[元の文章]:
--------
まつたけ秘帖

徒然なるままmy daily & cinema,TV drama,カープ日記

愛は眠らない

2014-07-21 | イタリア映画
 暑中お見舞い申し上げます
 ここ広島でも、梅雨が明けました~いよいよ夏本番です今年こそ、何だか乗り越えられそうにない悪寒、じゃない、予感がします。と毎年言いつつ、生き恥さらしながら長生きをしている私です♪
 世間では夏休みという楽しそうなものが始まってるみたいですが、あっしにはかかわりのないことでござんす。今日は海の日だったとか。ウミはウミでも、私はeveryday 膿のような日々です。
--------
[抽出された記録]:
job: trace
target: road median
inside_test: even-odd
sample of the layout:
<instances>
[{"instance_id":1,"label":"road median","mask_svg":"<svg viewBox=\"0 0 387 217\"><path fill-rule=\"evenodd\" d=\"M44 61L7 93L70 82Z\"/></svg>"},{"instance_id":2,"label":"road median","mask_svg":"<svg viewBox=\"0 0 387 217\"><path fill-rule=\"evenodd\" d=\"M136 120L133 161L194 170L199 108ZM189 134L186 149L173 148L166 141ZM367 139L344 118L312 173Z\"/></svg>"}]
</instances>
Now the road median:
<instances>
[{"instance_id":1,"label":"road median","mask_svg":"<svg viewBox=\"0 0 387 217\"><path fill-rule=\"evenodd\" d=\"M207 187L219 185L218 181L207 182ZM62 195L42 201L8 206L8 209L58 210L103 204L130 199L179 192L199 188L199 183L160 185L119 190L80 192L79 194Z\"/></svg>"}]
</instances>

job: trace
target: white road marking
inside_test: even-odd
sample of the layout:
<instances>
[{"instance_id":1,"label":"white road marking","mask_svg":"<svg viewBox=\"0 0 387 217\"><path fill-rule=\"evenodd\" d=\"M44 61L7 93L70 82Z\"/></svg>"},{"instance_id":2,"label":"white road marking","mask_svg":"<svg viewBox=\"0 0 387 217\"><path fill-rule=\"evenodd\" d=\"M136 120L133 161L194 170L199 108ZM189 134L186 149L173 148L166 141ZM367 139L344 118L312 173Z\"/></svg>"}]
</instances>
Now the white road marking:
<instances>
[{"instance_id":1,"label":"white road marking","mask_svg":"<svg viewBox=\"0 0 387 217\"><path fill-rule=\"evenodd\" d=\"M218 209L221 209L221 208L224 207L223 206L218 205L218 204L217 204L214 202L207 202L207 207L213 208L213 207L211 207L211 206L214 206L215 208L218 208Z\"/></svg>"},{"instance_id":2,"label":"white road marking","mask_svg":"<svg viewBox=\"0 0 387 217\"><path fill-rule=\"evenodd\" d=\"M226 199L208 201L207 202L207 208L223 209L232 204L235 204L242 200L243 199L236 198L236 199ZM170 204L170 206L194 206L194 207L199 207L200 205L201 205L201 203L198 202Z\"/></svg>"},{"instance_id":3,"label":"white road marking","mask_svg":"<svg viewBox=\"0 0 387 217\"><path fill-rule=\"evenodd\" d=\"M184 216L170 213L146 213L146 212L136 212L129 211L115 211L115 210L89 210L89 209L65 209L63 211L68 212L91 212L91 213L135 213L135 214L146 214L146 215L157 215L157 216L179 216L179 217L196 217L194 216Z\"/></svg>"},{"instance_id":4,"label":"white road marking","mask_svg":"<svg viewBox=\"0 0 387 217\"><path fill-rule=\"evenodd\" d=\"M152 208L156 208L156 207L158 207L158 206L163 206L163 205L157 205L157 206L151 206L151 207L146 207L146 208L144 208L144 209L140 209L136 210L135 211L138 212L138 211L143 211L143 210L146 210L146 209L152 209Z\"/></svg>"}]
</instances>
--------
[あなたの課題]:
1 – 暑中見舞いのブログ記事について、次の問いに答えてください。
(a) 記事に記された日付はいつですか。
(b) 梅雨が明けたと書かれている土地はどこですか。
(c) この日は何の日だったとされていますか。
2 – 暑中見舞いのブログ記事の続きを、最後の文の後から書き進めてください。

[回答]:
1 –
(a) 2014-07-21
(b) 広島
(c) 海の日

2 –
 夏といえば、夜に怖いホラー映画を見るのも一興ですね。でも私、ホラー怖くないんですよねえ。私にとって、ホラー映画の殺人鬼やモンスターよりも怖いのは、ヤバい女イタい女。その頂点に君臨する激ヤバ女王さまといえば、やはりイザベル・ユペールをおいて他にありません。彼女の冷徹さ酷薄さには、いつもゾゾっとさせらっぱなし。クールダウンにはもってこい。そこで、熱帯夜を涼しく過ごすため、イザベル・ユペール映画祭とシャレこむことにしました~♪日本未公開作品も含めた、新作旧作をピックアップおつきあいいただければ、マンモスうれPのりPです♪

 お松の独りイザベル・ユペール映画祭①
 「眠れる美女」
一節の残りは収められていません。